[Dataset records]
++++++++++
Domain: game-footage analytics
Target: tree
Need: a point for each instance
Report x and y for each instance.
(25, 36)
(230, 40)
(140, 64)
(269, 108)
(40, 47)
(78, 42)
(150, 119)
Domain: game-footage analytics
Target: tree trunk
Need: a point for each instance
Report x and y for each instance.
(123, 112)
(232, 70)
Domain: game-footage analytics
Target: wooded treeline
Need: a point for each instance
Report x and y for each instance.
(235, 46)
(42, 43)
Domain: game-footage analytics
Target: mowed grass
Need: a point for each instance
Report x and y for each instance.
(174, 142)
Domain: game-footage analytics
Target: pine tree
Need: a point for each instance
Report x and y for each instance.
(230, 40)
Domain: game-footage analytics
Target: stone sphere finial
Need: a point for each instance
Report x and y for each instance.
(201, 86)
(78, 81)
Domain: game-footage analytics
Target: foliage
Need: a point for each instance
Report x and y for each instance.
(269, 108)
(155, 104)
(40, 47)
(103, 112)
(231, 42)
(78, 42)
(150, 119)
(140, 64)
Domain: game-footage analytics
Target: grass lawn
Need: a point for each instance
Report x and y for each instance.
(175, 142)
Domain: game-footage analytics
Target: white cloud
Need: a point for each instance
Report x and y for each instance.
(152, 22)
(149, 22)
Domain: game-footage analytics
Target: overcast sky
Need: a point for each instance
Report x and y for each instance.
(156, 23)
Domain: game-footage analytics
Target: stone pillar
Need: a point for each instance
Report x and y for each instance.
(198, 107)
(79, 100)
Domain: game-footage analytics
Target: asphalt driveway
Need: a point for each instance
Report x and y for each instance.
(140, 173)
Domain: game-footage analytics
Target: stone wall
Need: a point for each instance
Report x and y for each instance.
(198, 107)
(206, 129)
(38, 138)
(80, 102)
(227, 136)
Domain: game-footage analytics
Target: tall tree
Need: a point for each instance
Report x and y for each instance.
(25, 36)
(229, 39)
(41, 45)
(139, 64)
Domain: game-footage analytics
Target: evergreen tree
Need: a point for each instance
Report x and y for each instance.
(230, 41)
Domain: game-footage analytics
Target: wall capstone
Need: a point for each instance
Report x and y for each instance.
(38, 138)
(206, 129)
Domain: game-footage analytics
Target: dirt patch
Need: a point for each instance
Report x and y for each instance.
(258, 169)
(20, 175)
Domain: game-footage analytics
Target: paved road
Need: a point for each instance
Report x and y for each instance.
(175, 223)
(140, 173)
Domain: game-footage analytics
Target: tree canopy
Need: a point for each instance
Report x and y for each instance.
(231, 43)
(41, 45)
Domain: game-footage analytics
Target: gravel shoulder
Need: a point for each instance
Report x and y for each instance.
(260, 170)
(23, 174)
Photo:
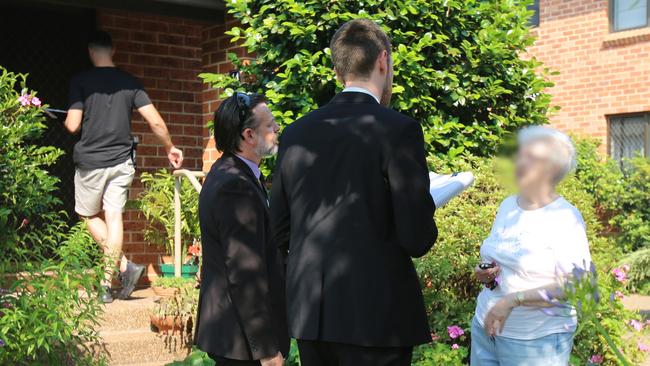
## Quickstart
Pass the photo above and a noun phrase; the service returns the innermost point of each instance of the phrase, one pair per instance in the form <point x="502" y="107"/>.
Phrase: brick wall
<point x="166" y="54"/>
<point x="601" y="73"/>
<point x="215" y="47"/>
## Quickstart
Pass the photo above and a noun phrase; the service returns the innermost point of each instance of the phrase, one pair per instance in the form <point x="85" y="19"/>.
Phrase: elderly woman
<point x="537" y="239"/>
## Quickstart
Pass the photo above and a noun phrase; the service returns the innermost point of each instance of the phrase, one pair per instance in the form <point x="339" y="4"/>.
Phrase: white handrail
<point x="178" y="176"/>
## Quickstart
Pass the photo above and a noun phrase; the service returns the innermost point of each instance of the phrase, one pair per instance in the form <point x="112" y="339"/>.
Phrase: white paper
<point x="445" y="187"/>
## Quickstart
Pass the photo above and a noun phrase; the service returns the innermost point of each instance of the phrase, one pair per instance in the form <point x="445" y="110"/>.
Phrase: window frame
<point x="621" y="117"/>
<point x="612" y="17"/>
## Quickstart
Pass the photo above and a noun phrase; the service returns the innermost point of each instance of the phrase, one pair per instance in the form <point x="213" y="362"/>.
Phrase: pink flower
<point x="25" y="99"/>
<point x="455" y="331"/>
<point x="619" y="274"/>
<point x="637" y="325"/>
<point x="596" y="359"/>
<point x="625" y="267"/>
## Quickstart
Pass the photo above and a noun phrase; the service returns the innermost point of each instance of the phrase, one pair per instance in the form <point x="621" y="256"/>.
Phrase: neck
<point x="104" y="63"/>
<point x="368" y="85"/>
<point x="251" y="156"/>
<point x="538" y="197"/>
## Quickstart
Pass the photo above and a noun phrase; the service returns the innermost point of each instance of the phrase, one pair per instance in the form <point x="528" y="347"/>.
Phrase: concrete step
<point x="127" y="338"/>
<point x="136" y="347"/>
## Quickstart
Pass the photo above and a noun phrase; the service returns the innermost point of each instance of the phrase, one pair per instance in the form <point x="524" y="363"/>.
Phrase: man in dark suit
<point x="350" y="206"/>
<point x="242" y="309"/>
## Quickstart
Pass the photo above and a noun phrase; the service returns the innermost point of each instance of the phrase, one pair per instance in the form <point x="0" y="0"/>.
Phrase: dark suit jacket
<point x="350" y="206"/>
<point x="242" y="310"/>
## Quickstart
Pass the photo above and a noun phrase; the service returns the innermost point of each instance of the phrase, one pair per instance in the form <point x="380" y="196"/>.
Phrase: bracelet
<point x="519" y="296"/>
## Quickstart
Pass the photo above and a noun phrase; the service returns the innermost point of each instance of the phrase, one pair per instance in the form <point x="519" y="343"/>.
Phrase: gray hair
<point x="565" y="151"/>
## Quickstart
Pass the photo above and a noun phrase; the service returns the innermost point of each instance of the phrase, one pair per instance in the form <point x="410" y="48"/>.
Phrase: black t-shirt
<point x="107" y="96"/>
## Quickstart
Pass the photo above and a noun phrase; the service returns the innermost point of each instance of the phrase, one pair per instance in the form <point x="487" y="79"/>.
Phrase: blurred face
<point x="266" y="132"/>
<point x="534" y="166"/>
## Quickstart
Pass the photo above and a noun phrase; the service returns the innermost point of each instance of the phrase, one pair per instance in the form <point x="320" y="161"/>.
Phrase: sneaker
<point x="105" y="295"/>
<point x="129" y="279"/>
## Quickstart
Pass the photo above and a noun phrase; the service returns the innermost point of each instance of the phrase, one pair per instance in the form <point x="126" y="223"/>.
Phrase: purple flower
<point x="455" y="331"/>
<point x="596" y="359"/>
<point x="637" y="325"/>
<point x="25" y="99"/>
<point x="620" y="274"/>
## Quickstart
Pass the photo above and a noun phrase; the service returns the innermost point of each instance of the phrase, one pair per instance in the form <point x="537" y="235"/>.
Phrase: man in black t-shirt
<point x="101" y="103"/>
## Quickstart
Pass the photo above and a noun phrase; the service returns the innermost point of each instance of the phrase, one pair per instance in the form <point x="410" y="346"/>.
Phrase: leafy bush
<point x="457" y="63"/>
<point x="157" y="204"/>
<point x="446" y="271"/>
<point x="639" y="275"/>
<point x="48" y="275"/>
<point x="622" y="196"/>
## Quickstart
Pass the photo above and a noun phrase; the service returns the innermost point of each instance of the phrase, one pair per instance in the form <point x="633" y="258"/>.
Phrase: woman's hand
<point x="487" y="275"/>
<point x="496" y="317"/>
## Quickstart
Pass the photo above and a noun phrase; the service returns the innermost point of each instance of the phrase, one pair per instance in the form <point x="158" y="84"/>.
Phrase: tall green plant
<point x="458" y="64"/>
<point x="48" y="274"/>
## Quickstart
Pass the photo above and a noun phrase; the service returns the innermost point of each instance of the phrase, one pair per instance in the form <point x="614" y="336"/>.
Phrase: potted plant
<point x="157" y="205"/>
<point x="175" y="314"/>
<point x="190" y="267"/>
<point x="170" y="286"/>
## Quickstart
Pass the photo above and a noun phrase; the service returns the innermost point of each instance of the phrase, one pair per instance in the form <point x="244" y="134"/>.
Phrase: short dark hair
<point x="356" y="46"/>
<point x="228" y="125"/>
<point x="100" y="39"/>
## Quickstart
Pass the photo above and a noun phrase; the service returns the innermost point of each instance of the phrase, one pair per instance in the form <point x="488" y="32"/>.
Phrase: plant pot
<point x="166" y="324"/>
<point x="187" y="270"/>
<point x="165" y="291"/>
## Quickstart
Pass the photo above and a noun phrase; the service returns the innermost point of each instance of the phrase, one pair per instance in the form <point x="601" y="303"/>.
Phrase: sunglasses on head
<point x="243" y="106"/>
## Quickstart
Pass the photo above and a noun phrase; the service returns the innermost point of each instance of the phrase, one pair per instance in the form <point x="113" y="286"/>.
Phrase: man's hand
<point x="487" y="275"/>
<point x="496" y="318"/>
<point x="175" y="157"/>
<point x="276" y="360"/>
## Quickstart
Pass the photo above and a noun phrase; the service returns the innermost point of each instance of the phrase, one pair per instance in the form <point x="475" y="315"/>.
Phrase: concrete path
<point x="127" y="336"/>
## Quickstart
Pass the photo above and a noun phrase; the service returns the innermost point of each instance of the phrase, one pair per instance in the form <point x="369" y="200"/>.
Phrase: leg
<point x="551" y="350"/>
<point x="351" y="355"/>
<point x="483" y="351"/>
<point x="316" y="353"/>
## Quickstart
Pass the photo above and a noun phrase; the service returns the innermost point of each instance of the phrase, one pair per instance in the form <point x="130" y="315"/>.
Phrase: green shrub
<point x="157" y="204"/>
<point x="446" y="272"/>
<point x="458" y="68"/>
<point x="639" y="275"/>
<point x="48" y="274"/>
<point x="622" y="196"/>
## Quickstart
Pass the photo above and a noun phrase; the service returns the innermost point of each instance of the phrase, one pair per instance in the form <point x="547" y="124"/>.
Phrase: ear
<point x="339" y="78"/>
<point x="247" y="134"/>
<point x="382" y="62"/>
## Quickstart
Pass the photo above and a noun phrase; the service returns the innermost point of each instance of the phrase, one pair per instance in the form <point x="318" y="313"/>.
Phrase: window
<point x="629" y="135"/>
<point x="628" y="14"/>
<point x="534" y="19"/>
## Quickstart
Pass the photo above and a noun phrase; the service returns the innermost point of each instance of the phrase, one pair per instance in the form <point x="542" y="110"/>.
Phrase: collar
<point x="253" y="167"/>
<point x="356" y="89"/>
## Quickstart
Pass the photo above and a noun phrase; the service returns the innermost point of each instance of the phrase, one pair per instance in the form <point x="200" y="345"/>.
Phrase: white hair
<point x="564" y="150"/>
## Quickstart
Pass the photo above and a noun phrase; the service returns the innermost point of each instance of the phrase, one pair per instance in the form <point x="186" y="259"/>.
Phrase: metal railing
<point x="193" y="177"/>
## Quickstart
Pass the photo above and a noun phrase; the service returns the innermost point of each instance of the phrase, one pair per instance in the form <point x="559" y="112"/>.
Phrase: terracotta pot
<point x="165" y="291"/>
<point x="166" y="324"/>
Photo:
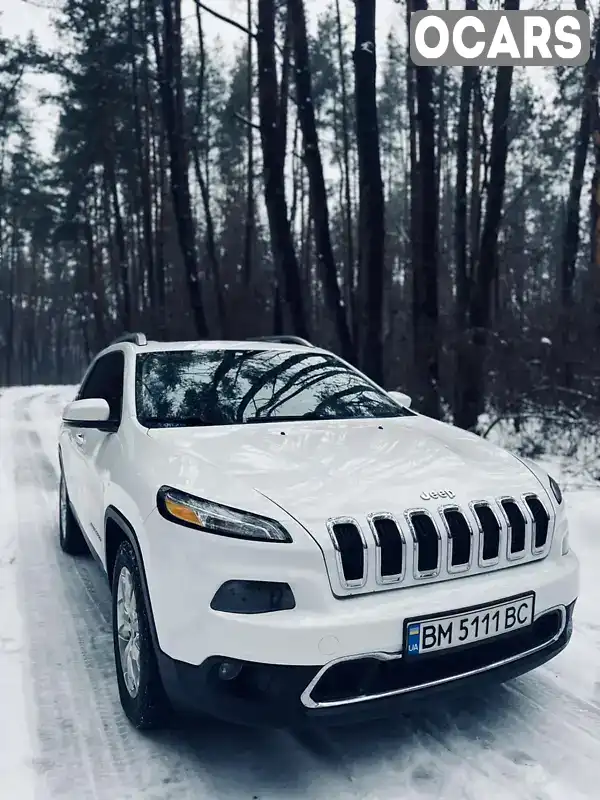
++++++++++
CHALLENGE: Select every line of the records that contains the string "black", treating uppercase and lowercase as different.

EXPECTED ANSWER:
Phrase: black t-shirt
Phrase: man in black t-shirt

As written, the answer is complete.